• _WRITTEN EXERCISE_
Reproduce verbatim the lines of the data below, starting at the line that contains "Objective — one point per instance of the man's hand" and ending at the line that contains "Target: man's hand", with both of those lines included.
--- begin ---
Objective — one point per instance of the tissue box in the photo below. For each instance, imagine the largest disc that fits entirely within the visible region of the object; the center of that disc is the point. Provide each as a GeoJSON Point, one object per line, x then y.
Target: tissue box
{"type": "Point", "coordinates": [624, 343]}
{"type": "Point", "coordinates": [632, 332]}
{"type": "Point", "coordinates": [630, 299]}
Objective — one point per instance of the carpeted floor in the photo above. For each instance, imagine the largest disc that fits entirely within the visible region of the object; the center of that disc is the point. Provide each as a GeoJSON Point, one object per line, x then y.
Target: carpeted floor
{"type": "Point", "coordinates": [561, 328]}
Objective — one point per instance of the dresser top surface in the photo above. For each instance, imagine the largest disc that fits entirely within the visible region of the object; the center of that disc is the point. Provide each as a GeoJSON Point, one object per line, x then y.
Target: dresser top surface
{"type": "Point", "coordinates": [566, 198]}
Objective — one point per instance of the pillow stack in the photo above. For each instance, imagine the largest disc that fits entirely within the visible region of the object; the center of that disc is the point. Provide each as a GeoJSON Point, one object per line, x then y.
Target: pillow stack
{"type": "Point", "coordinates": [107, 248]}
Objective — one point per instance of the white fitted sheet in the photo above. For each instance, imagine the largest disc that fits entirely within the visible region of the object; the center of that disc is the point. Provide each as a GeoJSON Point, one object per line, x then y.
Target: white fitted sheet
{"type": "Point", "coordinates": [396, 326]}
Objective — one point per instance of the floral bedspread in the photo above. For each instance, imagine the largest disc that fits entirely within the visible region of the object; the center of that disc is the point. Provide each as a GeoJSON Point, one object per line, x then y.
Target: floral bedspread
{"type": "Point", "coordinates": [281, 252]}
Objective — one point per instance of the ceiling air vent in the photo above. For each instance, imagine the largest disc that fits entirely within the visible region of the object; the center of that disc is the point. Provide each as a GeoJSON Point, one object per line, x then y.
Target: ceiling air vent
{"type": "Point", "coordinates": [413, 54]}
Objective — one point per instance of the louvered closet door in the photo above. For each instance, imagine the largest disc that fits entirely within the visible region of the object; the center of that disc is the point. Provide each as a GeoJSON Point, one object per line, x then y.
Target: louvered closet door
--- end ---
--- begin ---
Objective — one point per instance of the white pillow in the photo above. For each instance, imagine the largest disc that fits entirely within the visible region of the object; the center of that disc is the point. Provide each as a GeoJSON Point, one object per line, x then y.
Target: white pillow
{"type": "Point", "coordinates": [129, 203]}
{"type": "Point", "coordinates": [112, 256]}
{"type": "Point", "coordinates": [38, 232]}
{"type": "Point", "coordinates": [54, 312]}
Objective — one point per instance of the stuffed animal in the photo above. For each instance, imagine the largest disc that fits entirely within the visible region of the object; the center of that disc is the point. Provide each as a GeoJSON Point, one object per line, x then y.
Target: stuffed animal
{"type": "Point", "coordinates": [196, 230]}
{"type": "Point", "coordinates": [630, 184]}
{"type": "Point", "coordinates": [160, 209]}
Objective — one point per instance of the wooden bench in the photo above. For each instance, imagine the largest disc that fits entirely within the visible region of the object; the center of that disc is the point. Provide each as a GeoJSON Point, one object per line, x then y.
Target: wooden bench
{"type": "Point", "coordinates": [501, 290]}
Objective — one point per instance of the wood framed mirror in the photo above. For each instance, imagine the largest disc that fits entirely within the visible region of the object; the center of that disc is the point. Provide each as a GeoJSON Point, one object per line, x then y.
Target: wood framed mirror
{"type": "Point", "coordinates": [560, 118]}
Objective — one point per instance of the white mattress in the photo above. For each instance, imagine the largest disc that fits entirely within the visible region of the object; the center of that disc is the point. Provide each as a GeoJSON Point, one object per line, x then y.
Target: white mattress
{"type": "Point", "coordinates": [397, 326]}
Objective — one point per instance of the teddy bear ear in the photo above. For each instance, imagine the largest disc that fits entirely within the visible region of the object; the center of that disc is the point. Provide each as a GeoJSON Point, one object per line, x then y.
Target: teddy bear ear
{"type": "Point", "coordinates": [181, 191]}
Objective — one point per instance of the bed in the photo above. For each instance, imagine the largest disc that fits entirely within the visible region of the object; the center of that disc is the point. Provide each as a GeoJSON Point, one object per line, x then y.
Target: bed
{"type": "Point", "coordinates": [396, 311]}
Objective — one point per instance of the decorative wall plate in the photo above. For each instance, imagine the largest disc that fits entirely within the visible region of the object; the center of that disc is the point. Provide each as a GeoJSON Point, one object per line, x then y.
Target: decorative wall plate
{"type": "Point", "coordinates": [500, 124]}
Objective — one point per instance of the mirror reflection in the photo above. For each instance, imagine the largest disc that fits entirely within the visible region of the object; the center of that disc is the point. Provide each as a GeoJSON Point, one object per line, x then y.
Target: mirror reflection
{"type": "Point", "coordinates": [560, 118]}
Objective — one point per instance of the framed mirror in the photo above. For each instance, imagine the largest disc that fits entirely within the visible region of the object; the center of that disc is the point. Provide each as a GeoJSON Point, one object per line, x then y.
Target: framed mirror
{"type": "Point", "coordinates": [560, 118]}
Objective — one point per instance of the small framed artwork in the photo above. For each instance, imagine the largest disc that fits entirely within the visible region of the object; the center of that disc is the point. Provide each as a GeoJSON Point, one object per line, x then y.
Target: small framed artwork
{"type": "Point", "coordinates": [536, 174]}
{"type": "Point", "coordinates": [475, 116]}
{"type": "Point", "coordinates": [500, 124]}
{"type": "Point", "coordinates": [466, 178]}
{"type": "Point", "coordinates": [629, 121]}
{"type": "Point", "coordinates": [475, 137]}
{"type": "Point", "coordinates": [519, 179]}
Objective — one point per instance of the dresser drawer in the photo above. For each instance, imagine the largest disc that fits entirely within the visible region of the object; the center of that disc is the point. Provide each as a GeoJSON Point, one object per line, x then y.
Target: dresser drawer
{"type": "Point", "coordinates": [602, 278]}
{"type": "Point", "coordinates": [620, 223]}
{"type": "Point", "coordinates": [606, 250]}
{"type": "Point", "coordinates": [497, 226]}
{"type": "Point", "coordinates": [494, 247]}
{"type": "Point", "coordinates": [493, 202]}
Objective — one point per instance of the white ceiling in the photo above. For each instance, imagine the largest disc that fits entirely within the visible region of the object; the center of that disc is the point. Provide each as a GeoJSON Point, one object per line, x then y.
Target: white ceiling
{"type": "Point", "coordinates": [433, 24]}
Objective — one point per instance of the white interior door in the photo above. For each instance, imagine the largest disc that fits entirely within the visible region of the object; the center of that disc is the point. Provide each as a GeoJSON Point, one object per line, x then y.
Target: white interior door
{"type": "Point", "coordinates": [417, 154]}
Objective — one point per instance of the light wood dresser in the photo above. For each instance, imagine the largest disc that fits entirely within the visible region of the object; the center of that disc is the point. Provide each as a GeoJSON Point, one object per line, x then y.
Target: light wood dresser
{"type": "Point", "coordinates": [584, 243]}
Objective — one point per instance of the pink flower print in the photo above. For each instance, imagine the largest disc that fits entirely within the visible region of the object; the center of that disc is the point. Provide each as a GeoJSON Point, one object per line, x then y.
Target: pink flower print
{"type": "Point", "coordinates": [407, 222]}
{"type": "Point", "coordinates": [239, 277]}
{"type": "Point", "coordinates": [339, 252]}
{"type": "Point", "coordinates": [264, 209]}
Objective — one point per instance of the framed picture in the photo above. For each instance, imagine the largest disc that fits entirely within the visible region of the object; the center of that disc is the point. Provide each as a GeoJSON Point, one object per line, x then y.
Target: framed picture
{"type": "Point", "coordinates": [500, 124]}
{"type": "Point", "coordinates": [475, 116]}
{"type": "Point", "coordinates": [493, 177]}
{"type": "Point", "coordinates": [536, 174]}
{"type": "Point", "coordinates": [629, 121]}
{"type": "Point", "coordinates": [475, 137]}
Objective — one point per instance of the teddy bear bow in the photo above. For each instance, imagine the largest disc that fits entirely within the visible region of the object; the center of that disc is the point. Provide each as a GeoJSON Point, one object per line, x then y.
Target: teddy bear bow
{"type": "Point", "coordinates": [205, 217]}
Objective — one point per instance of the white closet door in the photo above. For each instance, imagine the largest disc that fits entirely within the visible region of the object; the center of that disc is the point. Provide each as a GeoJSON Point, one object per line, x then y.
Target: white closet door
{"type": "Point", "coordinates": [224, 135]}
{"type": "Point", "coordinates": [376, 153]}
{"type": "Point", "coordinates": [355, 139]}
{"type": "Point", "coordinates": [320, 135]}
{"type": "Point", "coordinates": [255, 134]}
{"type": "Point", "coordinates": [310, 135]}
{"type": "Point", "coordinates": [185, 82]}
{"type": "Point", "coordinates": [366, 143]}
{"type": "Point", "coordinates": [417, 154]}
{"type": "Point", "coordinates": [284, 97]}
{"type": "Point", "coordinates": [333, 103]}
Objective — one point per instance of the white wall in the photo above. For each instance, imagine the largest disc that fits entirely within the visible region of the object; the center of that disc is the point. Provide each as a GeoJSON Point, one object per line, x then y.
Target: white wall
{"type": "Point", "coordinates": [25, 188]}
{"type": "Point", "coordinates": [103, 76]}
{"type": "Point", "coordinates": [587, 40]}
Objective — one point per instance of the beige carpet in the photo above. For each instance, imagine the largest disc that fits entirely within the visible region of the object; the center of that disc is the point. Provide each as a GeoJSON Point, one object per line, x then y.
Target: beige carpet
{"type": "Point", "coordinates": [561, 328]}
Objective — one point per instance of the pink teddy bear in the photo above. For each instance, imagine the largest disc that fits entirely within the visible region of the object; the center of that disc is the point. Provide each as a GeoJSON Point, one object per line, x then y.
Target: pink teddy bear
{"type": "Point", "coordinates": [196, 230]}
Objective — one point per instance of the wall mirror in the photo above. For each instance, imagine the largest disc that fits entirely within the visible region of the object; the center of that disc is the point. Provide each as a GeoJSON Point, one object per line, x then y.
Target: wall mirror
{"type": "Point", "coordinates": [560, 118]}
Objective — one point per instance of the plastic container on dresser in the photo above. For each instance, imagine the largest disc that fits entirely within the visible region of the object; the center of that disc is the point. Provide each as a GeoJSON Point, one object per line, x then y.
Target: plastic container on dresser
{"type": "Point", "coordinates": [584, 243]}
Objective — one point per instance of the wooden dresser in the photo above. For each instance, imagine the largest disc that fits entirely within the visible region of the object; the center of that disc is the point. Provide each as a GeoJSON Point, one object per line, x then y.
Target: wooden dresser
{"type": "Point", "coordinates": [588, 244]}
--- end ---
--- begin ---
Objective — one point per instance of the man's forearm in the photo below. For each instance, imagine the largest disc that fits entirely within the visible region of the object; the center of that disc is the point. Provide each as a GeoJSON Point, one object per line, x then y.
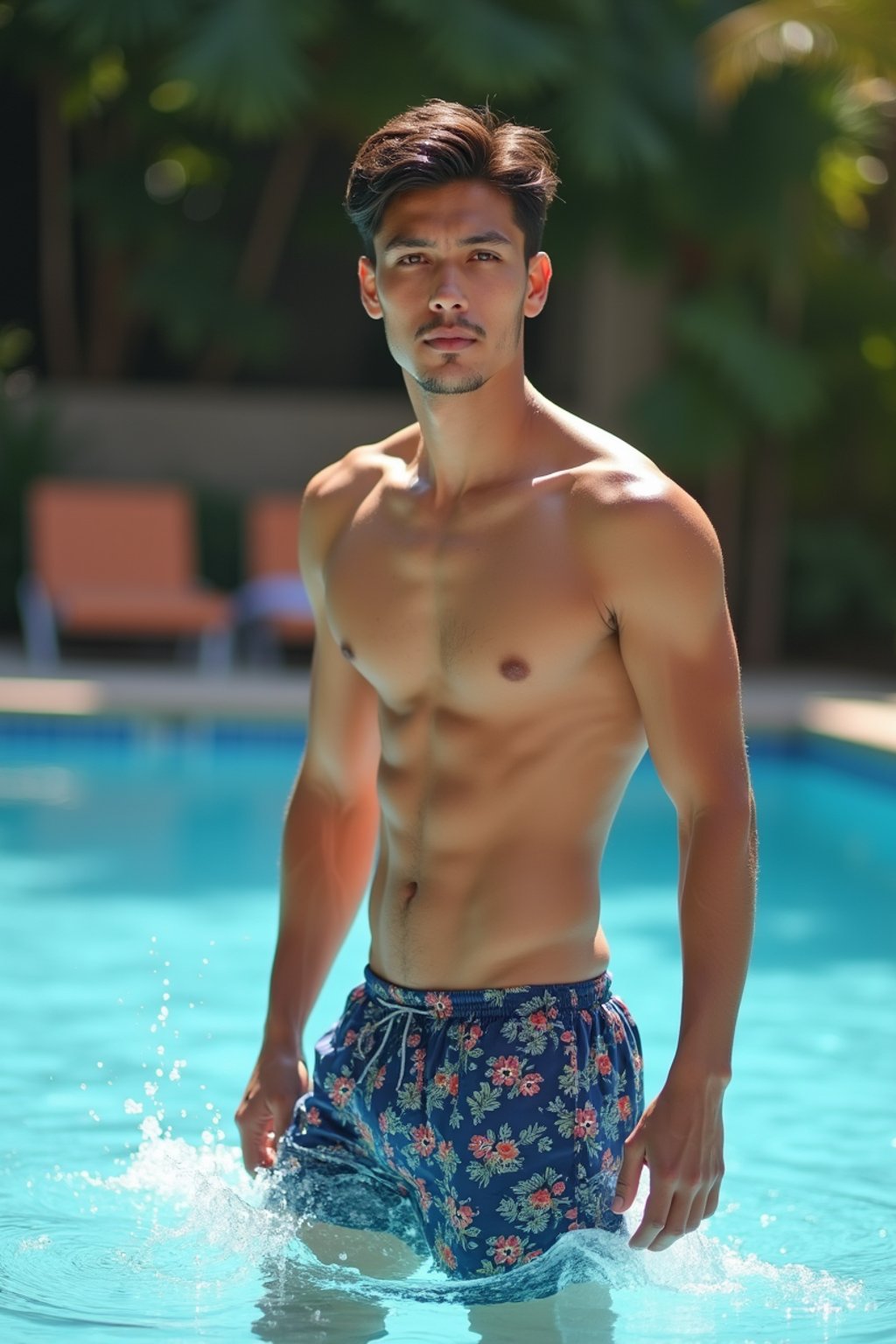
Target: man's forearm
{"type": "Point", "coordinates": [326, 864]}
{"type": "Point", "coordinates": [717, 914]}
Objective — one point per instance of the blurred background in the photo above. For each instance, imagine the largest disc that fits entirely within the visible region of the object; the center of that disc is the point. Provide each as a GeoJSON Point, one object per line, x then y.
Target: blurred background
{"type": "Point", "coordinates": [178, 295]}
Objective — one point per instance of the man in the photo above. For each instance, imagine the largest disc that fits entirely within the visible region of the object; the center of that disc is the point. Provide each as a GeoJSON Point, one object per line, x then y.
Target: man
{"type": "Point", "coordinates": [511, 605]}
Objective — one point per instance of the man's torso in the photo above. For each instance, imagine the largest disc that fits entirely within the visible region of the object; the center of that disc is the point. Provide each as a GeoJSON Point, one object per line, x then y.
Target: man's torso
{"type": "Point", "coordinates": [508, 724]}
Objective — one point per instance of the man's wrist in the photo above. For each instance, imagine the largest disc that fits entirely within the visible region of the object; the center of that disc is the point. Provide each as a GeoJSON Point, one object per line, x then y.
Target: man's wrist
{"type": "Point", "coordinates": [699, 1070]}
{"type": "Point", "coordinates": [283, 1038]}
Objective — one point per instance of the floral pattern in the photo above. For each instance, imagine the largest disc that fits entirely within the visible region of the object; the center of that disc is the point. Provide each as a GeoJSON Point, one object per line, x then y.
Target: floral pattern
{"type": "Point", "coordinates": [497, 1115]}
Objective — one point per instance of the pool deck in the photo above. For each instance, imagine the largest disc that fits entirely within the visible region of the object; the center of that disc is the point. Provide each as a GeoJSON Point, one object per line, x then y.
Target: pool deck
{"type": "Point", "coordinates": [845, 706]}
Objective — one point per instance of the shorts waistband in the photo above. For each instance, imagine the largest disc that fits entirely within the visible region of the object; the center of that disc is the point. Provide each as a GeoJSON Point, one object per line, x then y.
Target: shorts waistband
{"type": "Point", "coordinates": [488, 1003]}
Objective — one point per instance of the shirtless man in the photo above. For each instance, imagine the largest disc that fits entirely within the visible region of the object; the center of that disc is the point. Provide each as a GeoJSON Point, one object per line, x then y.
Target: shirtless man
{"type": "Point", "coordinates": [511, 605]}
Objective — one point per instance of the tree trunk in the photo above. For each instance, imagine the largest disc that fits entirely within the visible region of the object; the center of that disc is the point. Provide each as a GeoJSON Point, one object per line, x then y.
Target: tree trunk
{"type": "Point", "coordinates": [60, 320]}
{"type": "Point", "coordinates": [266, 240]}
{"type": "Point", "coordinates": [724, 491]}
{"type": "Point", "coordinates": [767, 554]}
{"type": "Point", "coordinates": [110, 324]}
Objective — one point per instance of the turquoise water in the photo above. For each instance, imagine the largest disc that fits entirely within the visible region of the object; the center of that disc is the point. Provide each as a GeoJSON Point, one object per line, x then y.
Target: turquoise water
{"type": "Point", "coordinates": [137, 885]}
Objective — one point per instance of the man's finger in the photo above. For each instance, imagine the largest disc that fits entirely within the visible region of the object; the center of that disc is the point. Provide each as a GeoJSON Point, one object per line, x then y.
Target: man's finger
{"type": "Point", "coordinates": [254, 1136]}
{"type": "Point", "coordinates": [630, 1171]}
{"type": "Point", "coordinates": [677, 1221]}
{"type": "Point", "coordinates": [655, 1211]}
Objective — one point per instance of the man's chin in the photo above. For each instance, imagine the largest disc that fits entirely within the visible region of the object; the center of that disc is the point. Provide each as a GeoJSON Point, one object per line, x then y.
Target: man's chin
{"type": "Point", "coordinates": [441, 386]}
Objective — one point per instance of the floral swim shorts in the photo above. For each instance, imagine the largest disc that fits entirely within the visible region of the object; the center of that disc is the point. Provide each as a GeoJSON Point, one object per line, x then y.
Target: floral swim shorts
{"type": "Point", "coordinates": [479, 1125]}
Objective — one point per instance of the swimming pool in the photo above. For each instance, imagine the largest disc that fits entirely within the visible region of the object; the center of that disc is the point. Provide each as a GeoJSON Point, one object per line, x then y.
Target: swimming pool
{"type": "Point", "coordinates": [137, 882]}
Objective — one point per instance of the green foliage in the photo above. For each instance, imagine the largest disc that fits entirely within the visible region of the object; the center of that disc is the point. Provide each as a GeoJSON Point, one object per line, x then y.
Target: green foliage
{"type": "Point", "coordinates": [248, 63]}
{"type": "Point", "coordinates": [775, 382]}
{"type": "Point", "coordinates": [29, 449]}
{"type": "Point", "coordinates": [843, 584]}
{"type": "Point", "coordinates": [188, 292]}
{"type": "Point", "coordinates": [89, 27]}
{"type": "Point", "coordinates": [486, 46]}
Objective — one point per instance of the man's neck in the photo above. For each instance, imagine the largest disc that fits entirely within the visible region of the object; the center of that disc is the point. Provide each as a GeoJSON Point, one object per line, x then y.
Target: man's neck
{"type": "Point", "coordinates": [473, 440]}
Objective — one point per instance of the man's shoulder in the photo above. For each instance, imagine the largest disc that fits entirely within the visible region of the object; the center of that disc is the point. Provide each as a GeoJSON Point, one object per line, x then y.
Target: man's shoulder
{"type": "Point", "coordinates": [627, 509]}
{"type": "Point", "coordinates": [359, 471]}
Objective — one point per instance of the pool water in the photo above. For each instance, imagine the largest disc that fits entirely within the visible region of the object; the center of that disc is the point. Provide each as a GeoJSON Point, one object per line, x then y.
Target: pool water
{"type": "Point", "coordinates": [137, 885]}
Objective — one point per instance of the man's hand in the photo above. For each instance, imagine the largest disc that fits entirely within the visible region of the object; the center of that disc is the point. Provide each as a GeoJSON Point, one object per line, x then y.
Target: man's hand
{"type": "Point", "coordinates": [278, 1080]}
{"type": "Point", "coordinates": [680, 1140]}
--- end ---
• _IN RESPONSE_
Objective — one point per instance of the man's hand in the photo above. For each instance, imagine the largest disc that fits entirely within the visible region of the object; the center of that disc is the point. Provide each as a GeoJSON Point, one object per line, x then y.
Target: man's hand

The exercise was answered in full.